##### Dokumen

Bagi penggemar kereta api (railfans) Indonesia yang sudah lama berkecimpung di bidang fotografi atau videografi, mungkin sudah biasa dengan gurauan, "Hati-Hati nanti keciduk PKD (Petugas Keamanan Dalam)!"
Gurauan tersebut memang dalam beberapa tahun terakhir terjadi pada beberapa kalangan railfans yang tengah melakukan proses pengambilan foto atau video di area stasiun (hunting), di mana hasil foto atau videonya biasanya menjadi bahan unggahan di media sosial pribadinya.
Petugas Keamanan Dalam (PKD), menurut cerita dari railfans lewat media sosialnya, melakukan pelarangan untuk mengambil foto dan video di area stasiun. Mereka, para railfans, kerap ditanya mengenai surat izin dari bagian Humas.
Sebelum mengulas lebih dalam, kita perlu tahu dulu seputar aturan pengambilan foto dan video yang diizinkan oleh Kereta Api Indonesia (KAI). Aturan ini bersumber dari poster yang disosialisasikan oleh KAI melalui media sosial resminya.
Secara garis besar, KAI membagi kategori yang diperbolehkan untuk mengambil foto dan video di stasiun tanpa perlu izin khusus dan yang memerlukan izin khusus.

##########
##### Kutipan Entri

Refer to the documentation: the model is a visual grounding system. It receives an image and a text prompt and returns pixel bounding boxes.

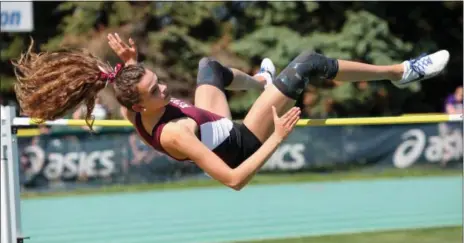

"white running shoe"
[391,50,449,88]
[256,57,275,87]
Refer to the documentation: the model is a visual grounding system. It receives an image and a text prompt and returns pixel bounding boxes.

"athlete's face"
[133,69,170,113]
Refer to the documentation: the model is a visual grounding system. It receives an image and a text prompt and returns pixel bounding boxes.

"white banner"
[0,1,34,32]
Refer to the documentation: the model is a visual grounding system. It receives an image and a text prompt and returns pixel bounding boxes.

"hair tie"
[100,63,122,83]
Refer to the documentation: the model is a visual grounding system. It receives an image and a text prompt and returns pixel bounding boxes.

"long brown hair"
[12,40,115,128]
[12,40,145,130]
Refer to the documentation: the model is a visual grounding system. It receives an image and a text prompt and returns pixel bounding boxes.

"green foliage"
[0,1,462,117]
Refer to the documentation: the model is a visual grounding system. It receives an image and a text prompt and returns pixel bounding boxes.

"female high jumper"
[12,34,449,190]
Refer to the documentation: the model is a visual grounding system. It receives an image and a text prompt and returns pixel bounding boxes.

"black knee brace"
[197,57,234,91]
[274,51,338,100]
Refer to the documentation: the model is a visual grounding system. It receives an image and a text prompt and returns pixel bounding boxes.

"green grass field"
[240,227,463,243]
[21,167,462,199]
[22,167,463,243]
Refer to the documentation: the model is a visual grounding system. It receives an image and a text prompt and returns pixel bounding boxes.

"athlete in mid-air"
[13,34,449,190]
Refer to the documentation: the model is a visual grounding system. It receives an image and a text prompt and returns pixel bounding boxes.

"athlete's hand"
[108,33,137,65]
[272,106,301,140]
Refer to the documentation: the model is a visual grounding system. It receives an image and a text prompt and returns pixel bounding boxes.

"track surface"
[21,177,463,243]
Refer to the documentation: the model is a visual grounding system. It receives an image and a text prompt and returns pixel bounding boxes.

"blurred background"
[0,1,463,243]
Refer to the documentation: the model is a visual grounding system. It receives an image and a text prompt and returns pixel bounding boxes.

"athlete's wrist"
[269,132,284,145]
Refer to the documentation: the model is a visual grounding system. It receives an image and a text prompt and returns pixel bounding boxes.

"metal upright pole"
[0,106,24,243]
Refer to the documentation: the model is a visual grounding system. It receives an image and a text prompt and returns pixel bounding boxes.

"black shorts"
[213,122,262,168]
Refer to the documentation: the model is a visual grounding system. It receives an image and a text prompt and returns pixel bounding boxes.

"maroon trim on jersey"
[135,98,227,161]
[135,108,188,161]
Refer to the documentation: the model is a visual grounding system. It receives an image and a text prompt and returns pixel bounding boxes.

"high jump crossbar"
[13,114,463,127]
[0,106,463,243]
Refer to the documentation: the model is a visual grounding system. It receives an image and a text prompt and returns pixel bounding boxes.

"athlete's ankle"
[253,72,272,88]
[388,63,404,81]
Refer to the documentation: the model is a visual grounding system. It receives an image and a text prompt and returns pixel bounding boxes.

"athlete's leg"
[195,58,275,118]
[243,51,449,142]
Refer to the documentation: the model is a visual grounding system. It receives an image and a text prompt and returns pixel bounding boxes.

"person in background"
[445,85,463,114]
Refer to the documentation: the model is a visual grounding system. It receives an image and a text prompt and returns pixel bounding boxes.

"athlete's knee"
[274,51,338,100]
[197,57,234,90]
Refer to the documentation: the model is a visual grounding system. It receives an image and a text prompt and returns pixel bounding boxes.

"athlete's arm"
[161,108,300,190]
[119,106,150,146]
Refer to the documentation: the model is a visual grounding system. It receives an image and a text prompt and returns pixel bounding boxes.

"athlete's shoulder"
[169,98,195,109]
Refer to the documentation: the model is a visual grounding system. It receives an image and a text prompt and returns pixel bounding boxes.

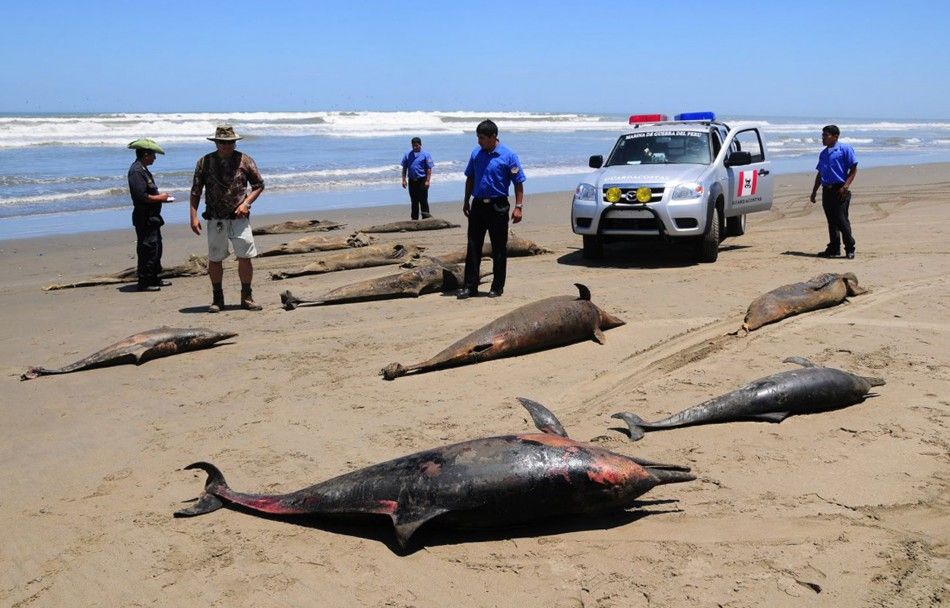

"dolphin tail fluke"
[646,467,696,485]
[600,310,627,329]
[280,289,300,310]
[173,493,224,517]
[20,367,48,380]
[379,363,408,380]
[175,462,229,517]
[611,412,646,441]
[518,397,567,437]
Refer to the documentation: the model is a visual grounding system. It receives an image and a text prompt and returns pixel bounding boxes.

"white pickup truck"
[571,112,774,262]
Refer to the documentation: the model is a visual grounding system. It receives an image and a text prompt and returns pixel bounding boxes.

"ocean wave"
[0,188,129,207]
[0,112,626,148]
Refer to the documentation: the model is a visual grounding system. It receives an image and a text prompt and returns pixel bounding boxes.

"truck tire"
[696,205,722,264]
[584,234,604,260]
[726,214,746,236]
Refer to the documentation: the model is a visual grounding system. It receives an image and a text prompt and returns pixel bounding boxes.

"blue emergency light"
[674,112,716,121]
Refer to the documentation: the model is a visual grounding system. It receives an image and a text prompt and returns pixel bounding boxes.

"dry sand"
[0,165,950,607]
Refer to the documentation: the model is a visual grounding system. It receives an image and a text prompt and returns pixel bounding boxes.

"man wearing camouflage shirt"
[191,125,264,312]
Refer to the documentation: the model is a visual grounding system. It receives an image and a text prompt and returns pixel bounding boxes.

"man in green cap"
[191,125,264,312]
[129,139,174,291]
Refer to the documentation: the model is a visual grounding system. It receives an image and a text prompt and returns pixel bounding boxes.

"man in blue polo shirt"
[401,137,435,220]
[458,120,525,300]
[811,125,858,260]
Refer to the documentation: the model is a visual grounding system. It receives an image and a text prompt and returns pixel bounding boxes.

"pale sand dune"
[0,165,950,607]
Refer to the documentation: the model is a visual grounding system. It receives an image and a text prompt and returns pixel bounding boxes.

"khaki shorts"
[208,217,257,262]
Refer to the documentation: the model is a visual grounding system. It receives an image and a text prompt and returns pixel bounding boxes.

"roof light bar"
[629,114,670,125]
[674,112,716,120]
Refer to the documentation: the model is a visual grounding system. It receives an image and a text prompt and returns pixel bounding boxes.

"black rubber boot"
[241,283,263,310]
[208,284,224,312]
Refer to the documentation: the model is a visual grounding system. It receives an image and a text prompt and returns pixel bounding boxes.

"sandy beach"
[0,164,950,608]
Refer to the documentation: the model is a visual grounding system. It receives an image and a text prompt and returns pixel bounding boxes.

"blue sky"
[0,0,950,118]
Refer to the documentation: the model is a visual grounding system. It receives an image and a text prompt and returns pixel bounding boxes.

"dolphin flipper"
[518,397,567,437]
[392,509,448,549]
[782,357,821,367]
[747,412,792,423]
[610,412,646,441]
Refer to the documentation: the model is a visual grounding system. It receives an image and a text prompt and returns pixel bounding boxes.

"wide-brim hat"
[129,137,165,154]
[208,125,244,141]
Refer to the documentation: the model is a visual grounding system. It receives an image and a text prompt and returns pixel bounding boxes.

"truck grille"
[600,216,660,231]
[601,185,664,205]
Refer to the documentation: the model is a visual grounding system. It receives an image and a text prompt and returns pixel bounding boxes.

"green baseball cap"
[129,137,165,154]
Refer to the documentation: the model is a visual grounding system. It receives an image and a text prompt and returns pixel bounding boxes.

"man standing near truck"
[811,125,858,260]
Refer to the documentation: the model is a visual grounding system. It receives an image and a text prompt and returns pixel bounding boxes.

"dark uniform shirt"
[191,150,264,220]
[465,143,526,198]
[129,160,162,224]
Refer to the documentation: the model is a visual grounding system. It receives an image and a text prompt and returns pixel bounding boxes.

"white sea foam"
[0,112,626,148]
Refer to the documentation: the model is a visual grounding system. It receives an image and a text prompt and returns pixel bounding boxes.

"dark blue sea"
[0,111,950,239]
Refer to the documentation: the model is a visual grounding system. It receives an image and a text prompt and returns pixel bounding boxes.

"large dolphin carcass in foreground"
[280,261,484,310]
[379,283,625,380]
[175,398,695,548]
[739,272,867,331]
[20,327,237,380]
[612,357,884,441]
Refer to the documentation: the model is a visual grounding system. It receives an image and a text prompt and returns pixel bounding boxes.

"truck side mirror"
[725,152,752,167]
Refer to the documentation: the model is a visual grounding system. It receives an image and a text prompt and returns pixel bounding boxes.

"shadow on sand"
[557,241,749,268]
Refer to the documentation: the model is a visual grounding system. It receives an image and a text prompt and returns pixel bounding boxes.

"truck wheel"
[696,206,722,264]
[726,214,746,236]
[584,234,604,260]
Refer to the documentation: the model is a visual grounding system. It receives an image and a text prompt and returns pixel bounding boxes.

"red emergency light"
[629,114,669,125]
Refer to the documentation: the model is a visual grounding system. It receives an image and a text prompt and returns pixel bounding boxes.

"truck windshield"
[606,131,710,167]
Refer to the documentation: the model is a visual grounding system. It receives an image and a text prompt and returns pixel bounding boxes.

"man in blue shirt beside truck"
[811,125,858,260]
[458,120,525,300]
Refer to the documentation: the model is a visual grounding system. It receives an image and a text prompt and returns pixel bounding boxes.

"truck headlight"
[672,182,704,201]
[574,184,597,201]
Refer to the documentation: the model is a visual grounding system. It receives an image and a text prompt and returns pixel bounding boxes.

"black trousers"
[465,196,509,291]
[821,184,854,253]
[135,218,162,285]
[409,177,429,220]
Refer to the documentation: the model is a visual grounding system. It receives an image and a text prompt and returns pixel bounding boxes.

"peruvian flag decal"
[736,170,759,197]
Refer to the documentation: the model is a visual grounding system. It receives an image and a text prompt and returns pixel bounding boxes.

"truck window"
[733,129,765,163]
[606,131,711,167]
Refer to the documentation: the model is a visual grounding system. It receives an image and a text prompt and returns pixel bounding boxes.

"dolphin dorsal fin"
[782,357,821,367]
[518,397,567,437]
[574,283,590,302]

##########

## Instruksi Kerja
**A.** Temukan setiap baris dalam entri yang memuat kata "dolphin", lalu salin semua baris itu.
**B.** Tuliskan lanjutan teks tentang railfans dan aturan memotret di stasiun KAI, dimulai setelah kalimat terakhirnya.

## Jawaban Tersedia
**A.**
"dolphin tail fluke"
"dolphin flipper"
"large dolphin carcass in foreground"
"dolphin dorsal fin"

**B.**
Pelanggan kereta api secara personal diperbolehkan mengambil foto dan video selama berada di area penumpang menggunakan alat jenis apapun mulai dari smartphone, kamera aksi (action cam), kamera DSLR, dan kamera mirrorless.
Pada kamera DSLR dan mirrorless pada umumnya memiliki perangkat tambahan (add-on) berupa lensa seperti lensa standar hingga tele yang bisa digunakan untuk memotret objek yang jauh. KAI tidak melarang penggunaan lensa tertentu selama pengambilan foto dan video masih dilakukan di area penumpang.
Namun, jika ada perangkat tambahan seperti mic eksternal, lighting, tripod, drone dan peralatan profesional lain yang berpotensi mengganggu pengguna kereta api lainnya atau memasuki wilayah di luar area penumpang seperti ruangan loket, kepala stasiun, ruang PPKA, Depo Sarana, dan semacamnya, maka diperlukan izin khusus terlebih dahulu.
Kesimpulannya, penumpang kereta api, selama masih berada di area penumpang, diizinkan untuk mengambil foto dan video dengan menggunakan perangkat apapun untuk kepentingan non-komersial, seperti diunggah ke media sosial pribadi.
Namun, bagi yang mengambil foto dan video untuk kepentingan lainnya seperti komersial atau bahan liputan, perlu mendapat izin terlebih dahulu dari unit terkait.
Aturan tersebut rasanya sudah cukup jelas dan dapat dipahami semua pengguna hingga penggemar kereta api. Tetapi, sepertinya masih sulit dipahami oleh petugas stasiun di lapangan.
Kurang lebih sepuluh hari yang lalu sejak artikel ini ditulis (9 Maret 2022), saya membaca cerita dari rekan railfans yang melakukan pengambilan foto di Stasiun Pasar Minggu Baru melalui media sosialnya. Menurut ceritanya, railfans tersebut menggunakan lensa tele ketika melakukan hunting di stasiun.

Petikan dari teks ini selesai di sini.